### [What needs to be done]
Emit only the lines from the line containing "Would you kindly indicate the white" through the last line of the entries, unchanged.

-----

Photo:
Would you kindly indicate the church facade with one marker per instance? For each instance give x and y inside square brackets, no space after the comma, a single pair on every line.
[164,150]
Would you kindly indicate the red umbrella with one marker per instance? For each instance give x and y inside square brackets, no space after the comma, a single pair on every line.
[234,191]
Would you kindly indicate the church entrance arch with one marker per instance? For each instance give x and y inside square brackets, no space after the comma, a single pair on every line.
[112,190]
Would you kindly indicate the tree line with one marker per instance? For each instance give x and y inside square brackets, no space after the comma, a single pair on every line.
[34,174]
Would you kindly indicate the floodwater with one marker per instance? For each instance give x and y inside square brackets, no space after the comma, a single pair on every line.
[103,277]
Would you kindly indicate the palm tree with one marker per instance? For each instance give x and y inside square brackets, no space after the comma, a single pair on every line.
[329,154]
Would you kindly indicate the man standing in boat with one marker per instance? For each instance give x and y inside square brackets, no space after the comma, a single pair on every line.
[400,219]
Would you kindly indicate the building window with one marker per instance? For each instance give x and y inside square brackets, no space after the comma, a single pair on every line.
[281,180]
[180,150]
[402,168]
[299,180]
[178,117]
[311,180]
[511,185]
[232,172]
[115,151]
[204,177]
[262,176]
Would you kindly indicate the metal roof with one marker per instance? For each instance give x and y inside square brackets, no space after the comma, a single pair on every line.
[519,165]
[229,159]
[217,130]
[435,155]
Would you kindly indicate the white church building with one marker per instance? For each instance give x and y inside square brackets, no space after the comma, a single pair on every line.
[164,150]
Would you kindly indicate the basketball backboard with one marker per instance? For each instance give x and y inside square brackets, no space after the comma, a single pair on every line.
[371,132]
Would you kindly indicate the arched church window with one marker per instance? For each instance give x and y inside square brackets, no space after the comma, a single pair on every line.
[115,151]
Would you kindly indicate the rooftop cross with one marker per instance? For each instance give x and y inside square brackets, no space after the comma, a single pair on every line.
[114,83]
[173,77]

-----

### [Output of the task]
Would you kindly indicate the white church building with one marker per instance? For each instance give x and y inside square brackets, no space after the comma, a single pair on every line.
[164,150]
Would you kindly indicate the basketball backboard with one marker per instance? For each instance give x and y inside square brackets, no space after the comma, a single pair on every line.
[371,132]
Would you kindly indicate the arched church window with one marker per instance? For each instance give x and y inside square brackets, no space after the comma, a single pair on every line.
[115,151]
Would you kindly indicate the rooftop cross with one marker per instance? For each instance give x and y inside square brackets, no space after the comma, a single pair on every line.
[114,83]
[173,77]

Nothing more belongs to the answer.